DATA RECORDS START

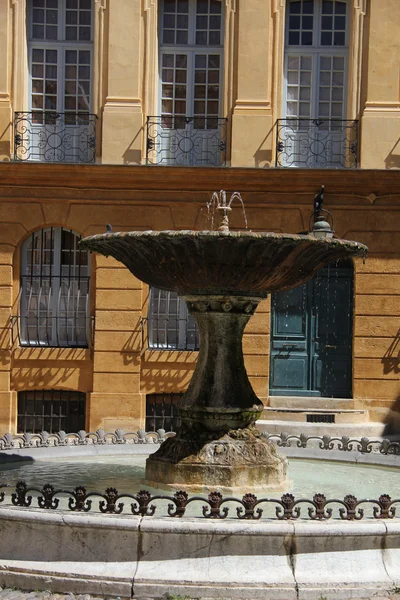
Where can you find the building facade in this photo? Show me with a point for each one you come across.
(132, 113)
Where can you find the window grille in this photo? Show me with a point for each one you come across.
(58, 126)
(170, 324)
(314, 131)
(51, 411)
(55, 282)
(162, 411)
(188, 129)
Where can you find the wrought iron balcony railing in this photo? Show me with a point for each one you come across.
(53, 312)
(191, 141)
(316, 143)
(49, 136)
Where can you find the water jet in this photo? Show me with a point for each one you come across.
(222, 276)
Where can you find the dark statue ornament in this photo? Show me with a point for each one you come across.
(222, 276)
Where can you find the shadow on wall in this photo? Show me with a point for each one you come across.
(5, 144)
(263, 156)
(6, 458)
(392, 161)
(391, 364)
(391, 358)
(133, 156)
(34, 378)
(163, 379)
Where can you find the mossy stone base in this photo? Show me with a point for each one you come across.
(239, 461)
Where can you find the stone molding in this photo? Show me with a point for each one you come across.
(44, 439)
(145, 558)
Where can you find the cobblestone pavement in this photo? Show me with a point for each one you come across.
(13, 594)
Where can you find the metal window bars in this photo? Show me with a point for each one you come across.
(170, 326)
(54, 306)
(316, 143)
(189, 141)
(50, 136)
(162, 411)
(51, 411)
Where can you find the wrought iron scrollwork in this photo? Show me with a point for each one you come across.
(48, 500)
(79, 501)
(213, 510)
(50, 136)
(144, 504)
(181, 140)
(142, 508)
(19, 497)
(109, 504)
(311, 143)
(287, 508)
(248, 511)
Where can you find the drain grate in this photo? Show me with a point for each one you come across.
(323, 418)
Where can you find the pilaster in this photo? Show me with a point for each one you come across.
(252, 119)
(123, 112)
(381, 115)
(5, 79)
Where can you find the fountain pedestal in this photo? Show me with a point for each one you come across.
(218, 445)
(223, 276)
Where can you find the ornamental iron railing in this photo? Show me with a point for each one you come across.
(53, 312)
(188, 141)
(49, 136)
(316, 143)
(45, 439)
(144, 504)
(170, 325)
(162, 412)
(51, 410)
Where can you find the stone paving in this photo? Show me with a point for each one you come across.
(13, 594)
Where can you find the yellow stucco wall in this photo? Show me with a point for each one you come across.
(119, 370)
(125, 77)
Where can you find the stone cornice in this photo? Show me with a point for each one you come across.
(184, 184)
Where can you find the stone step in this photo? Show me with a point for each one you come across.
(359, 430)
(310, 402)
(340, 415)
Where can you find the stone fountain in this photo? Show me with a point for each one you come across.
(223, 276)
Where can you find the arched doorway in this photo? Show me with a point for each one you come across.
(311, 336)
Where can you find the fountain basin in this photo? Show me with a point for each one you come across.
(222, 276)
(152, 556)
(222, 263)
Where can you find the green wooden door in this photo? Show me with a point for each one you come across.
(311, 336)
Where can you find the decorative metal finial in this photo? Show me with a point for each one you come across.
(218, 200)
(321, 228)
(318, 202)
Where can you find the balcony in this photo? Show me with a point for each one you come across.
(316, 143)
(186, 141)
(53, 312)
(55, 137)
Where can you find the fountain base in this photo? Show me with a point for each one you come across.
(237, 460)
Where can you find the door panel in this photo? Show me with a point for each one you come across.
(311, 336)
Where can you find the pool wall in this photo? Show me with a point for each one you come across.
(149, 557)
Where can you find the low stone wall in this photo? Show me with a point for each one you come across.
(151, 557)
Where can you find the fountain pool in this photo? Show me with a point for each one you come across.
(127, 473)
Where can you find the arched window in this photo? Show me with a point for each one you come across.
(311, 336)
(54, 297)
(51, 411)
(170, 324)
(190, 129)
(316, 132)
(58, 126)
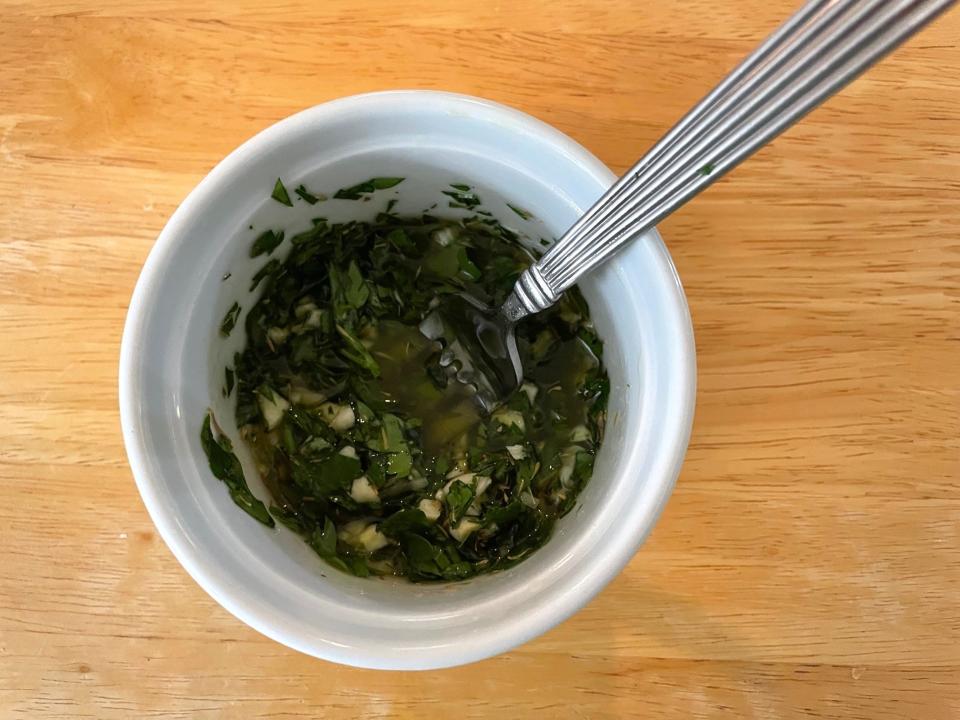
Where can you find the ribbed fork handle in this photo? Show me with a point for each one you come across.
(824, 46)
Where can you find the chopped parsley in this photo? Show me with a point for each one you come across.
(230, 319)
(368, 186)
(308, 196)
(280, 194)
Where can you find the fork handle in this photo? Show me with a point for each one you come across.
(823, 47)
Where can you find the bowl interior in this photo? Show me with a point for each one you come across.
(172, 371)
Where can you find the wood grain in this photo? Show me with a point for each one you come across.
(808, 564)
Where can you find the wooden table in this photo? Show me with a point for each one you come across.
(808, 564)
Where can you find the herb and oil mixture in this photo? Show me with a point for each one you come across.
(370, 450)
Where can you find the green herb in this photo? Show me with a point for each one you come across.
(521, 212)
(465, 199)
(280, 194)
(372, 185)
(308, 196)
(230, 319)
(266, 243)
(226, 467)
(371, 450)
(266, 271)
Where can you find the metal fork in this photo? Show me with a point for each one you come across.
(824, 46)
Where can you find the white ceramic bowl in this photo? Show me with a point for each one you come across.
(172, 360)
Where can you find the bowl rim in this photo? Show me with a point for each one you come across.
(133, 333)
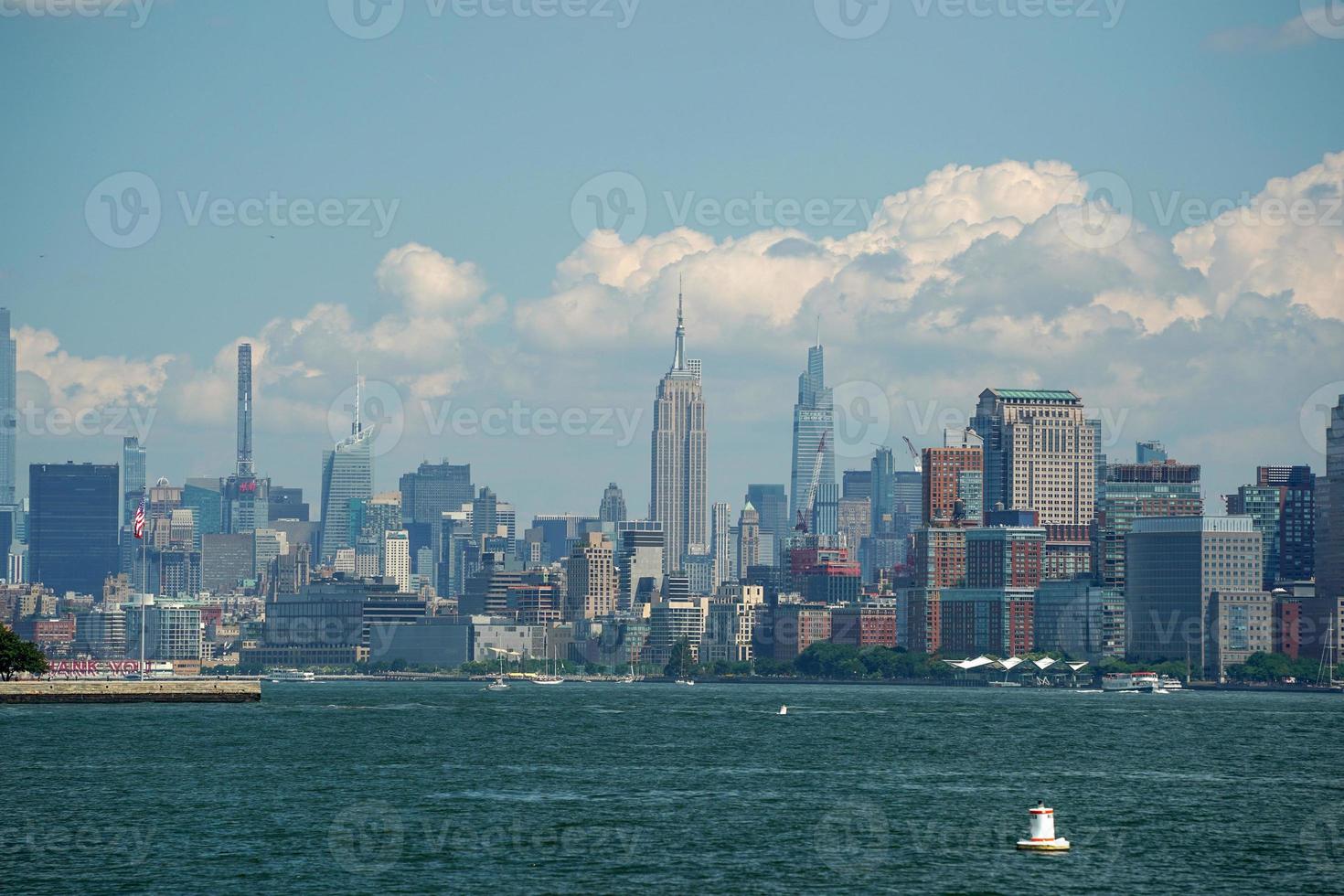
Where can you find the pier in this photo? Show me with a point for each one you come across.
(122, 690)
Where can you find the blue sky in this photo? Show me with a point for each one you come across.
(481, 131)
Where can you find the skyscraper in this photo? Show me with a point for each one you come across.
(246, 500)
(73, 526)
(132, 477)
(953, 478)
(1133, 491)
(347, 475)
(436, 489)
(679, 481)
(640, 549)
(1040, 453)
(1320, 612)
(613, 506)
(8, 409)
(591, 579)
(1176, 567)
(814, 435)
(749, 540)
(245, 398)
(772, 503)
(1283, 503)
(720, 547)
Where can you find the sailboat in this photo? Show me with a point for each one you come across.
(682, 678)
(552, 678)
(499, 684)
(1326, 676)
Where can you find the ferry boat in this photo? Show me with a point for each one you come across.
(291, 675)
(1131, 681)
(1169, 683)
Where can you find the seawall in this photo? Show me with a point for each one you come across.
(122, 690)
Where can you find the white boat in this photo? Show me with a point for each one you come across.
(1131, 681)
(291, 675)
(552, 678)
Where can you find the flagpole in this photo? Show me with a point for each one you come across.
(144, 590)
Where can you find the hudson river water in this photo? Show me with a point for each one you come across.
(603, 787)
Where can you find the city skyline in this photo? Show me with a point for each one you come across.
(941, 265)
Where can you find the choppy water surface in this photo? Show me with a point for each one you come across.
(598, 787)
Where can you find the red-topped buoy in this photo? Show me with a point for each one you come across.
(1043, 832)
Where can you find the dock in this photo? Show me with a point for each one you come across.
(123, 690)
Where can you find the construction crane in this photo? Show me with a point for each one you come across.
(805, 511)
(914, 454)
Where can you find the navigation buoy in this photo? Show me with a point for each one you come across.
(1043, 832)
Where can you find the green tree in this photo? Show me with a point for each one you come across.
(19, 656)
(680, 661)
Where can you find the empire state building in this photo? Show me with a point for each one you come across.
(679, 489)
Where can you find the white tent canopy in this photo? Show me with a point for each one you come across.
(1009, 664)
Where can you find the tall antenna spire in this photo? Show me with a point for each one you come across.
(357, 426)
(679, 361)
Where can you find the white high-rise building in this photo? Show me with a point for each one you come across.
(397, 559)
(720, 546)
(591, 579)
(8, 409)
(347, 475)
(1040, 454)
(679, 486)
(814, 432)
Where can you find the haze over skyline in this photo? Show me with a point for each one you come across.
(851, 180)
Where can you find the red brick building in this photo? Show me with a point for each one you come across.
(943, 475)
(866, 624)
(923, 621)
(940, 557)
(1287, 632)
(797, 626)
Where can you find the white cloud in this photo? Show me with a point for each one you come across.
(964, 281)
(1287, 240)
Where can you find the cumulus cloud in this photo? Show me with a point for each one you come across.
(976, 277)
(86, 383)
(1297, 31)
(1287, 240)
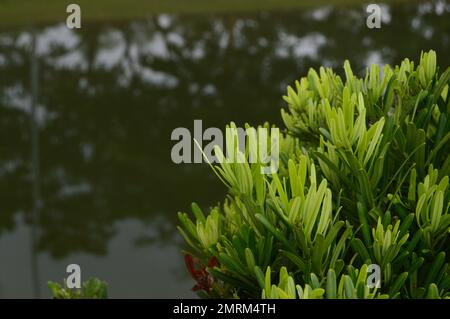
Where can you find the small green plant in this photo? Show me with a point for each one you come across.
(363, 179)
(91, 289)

DATA RECORDS END

**WHAT TO DO**
Would you print all of the material exactly as written, minus the pictures?

**EXERCISE ANSWER**
Where can you find the building facade in this photo? Show me with a point for each one you come across.
(132, 113)
Where can you find the window grille in this photo? Show me with a point for each one you come across.
(58, 126)
(170, 324)
(314, 131)
(51, 411)
(55, 282)
(162, 411)
(188, 129)
Where can you find the wrought iron balcony railing in this photo? Show me with a point for each one you come across.
(53, 312)
(191, 141)
(316, 143)
(49, 136)
Where can you find the water jet in this photo? Show me with a point for each one you come across.
(222, 276)
Where can you find the dark statue ornament in this photo? Show me with a point for each one you come across.
(222, 276)
Where can you find the shadow on wall in this photo? Show me with a point for each one you come across.
(5, 144)
(263, 156)
(6, 458)
(392, 161)
(391, 364)
(391, 358)
(133, 156)
(34, 378)
(163, 379)
Where can you find the mossy stone base in this photo? Show me with a point for each one you come across.
(239, 461)
Where can you find the stone molding in this photo? Show me with a point for each one you come across.
(44, 439)
(145, 558)
Where can you find the cobblestone pavement in this photo? Show me with a point for each one you come across.
(13, 594)
Where can you find the metal window bars in this photo? Show me with a point for each one you come across.
(170, 326)
(54, 306)
(316, 143)
(189, 141)
(50, 136)
(162, 411)
(51, 411)
Where can you find the wrought iron scrollwork in this photo? Show me with a point for each one you come across.
(48, 500)
(79, 501)
(213, 510)
(50, 136)
(144, 504)
(181, 140)
(142, 508)
(19, 497)
(109, 504)
(311, 143)
(287, 508)
(248, 511)
Where can you find the drain grate in this photo? Show me with a point for each one you come across.
(323, 418)
Where can you find the pilaster in this photo? Show me with a point for each one you come across.
(252, 119)
(123, 112)
(381, 115)
(5, 79)
Where can you find the fountain pedestal in this photo? Show me with a point for each one you come across.
(218, 445)
(223, 276)
Where can you find the ornamental iron railing in this photo? Show me with a point for each one you come across.
(53, 312)
(188, 141)
(49, 136)
(316, 143)
(45, 439)
(144, 504)
(170, 325)
(162, 412)
(51, 410)
Where can you find the stone paving in this photo? Show me with a point for each one you come across.
(13, 594)
Where can you find the yellow stucco wall in this photo? Show me with a point for each one you come across.
(119, 370)
(125, 77)
Where can you find the stone cornice in this photo? Show me with a point for each one you come across.
(184, 184)
Where can you find the stone step in this photo? Show me with a point for each one you come across.
(359, 430)
(310, 402)
(340, 415)
Where can you find the stone fountain in this photo? Show me with a point for each one you come across.
(223, 276)
Where can you find the arched doorway in this photo? Show me with a point for each one you come across.
(311, 336)
Where can you find the fountain basin in this photo? Show me with a point for each one you come across.
(222, 276)
(152, 556)
(222, 263)
Where can you find the green wooden door in this photo? Show me with a point for each one you come across.
(311, 336)
Where can you find the decorative metal finial in this photo? Show me with a point for each one you come across.
(218, 200)
(321, 228)
(318, 202)
Where can you find the balcony in this photo? Show me with a point for each one you come across.
(316, 143)
(186, 141)
(53, 312)
(55, 137)
Where can you find the fountain base in this photo? Show me with a point for each one you come across.
(237, 460)
Where can you find the door panel in this photo? Show me with a point for each one you come across.
(311, 336)
Where can you find the pool wall in this photo? Show me with a point for each one you come across.
(149, 557)
Where can you find the low stone wall in this photo? Show me with a point for each one you come across.
(151, 557)
Where can you find the fountain pool in this photo? Show me with a point for each one you come across.
(127, 473)
Where can you find the arched window in this photo? Show me with a point for each one you come across.
(311, 336)
(54, 297)
(51, 411)
(170, 324)
(190, 129)
(316, 132)
(58, 126)
Where can you find the ribbed fork handle in this photo? Show me with a point for each one you come across.
(824, 46)
Where can you find the chopped parsley in this photo? Show me with a point for each one you come across.
(230, 319)
(368, 186)
(308, 196)
(280, 194)
Where can you find the fork handle in this photo? Show me with a point for each one you come across.
(823, 47)
Where can you find the bowl interior in this photo? Show me with a point for each one you come across.
(172, 371)
Where can you find the wood grain in this photo? Show me with a point for each one you come across.
(808, 564)
Where can you find the wooden table in this photo? Show me with a point for each one you come across.
(808, 564)
Where can you find the herb and oil mixture in this photo? Show me with a point for each one you come across.
(370, 450)
Where can you find the green herb in this photo? Show me with a point for each one you come across.
(521, 212)
(465, 199)
(280, 194)
(372, 185)
(308, 196)
(230, 319)
(266, 243)
(226, 467)
(371, 450)
(266, 271)
Where can you find the metal fork in this photo? Show me with a point for each one you come across.
(824, 46)
Where can you find the white ceramic bowl in this photo? Show me with a point for each one you come across.
(172, 360)
Where can you find the bowl rim in this photo? Show me with a point for each one you come across.
(133, 333)
Where can you find the pier in this photo? Show me with a point for each one you come across.
(122, 690)
Where can you find the blue sky in this photo? Show me with a point for each one you come across.
(481, 131)
Where can you find the skyscraper in this photo? Show me with a point for each one you come across.
(246, 500)
(73, 526)
(132, 477)
(953, 478)
(1133, 491)
(347, 475)
(436, 489)
(679, 481)
(640, 549)
(1040, 453)
(1320, 612)
(613, 506)
(8, 409)
(591, 579)
(1176, 567)
(814, 435)
(749, 540)
(245, 398)
(772, 503)
(1283, 503)
(720, 547)
Where can you find the sailboat in this photo? Show me with a point for each one you come across.
(682, 678)
(552, 678)
(499, 684)
(1326, 676)
Where can you find the ferry boat in this photo? Show me with a point for each one you come across.
(291, 675)
(1131, 681)
(1169, 683)
Where can you find the seawall in this photo? Show me with a point for each one you come across.
(122, 690)
Where can you find the white boat in this photo? Show me with a point for each one you come across.
(1131, 681)
(291, 675)
(552, 678)
Where can you find the flagpole in this photo? Show me with a point for each one you come across.
(144, 590)
Where can you find the hudson river water in this photo? Show me with a point for each one you come across.
(603, 787)
Where can you find the city skyline in this photo? Show me with a point for each one you come across.
(941, 265)
Where can you find the choppy water surface in this photo? Show me with a point for each one you come across.
(598, 787)
Where can you find the red-topped buoy in this photo? Show me with a point for each one you come across.
(1043, 832)
Where can you find the dock in this photo? Show me with a point for each one you come across.
(123, 690)
Where can you find the construction crane in this photo? Show me with a point for each one you come across.
(805, 511)
(914, 454)
Where can you find the navigation buoy in this photo? Show me with a point for each one you come across.
(1043, 832)
Where can you find the green tree in this photo? Show me with a point for each one you come across.
(19, 656)
(680, 661)
Where can you find the empire state building in this photo? Show me with a point for each one you come across.
(679, 489)
Where can you find the white tent canopy in this photo? Show me with a point for each one you come across.
(1009, 664)
Where can you find the tall antenna spire in this photo? Show me with a point for each one you come across.
(357, 426)
(679, 361)
Where can you find the white high-rise building in this photo? Show me with a point for each one you come across.
(397, 559)
(720, 546)
(591, 579)
(8, 409)
(347, 475)
(1040, 454)
(679, 486)
(814, 432)
Where can you find the haze over skyline in this photo? Show me with a point for each one you come across.
(851, 180)
Where can you find the red brick building in this photo? Show me with a point for each one you come across.
(943, 475)
(866, 624)
(923, 621)
(940, 557)
(1287, 632)
(797, 626)
Where can you find the white cloud in this photo? Show me with a point for each one you come across.
(964, 281)
(1287, 240)
Where can you find the cumulus cloud in this photo? Show me with a point for each one you come across.
(976, 277)
(86, 383)
(1297, 31)
(1287, 240)
Where can you find the small green plant in this photo? Show me with a point for each one you come across.
(363, 179)
(91, 289)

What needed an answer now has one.